Point-per-instance localization data
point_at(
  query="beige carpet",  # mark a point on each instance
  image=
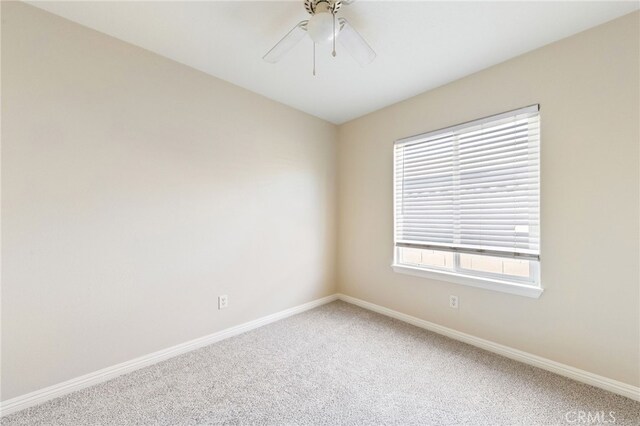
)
(337, 364)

== INSTRUCTIONS FOR THE TASK ==
What is needed is an exact copy of all the records, minus any pictures.

== SOLUTION TO THIS EXERCISE ==
point_at(
  query="beige carpet",  # mark a point on each instance
  image=
)
(337, 364)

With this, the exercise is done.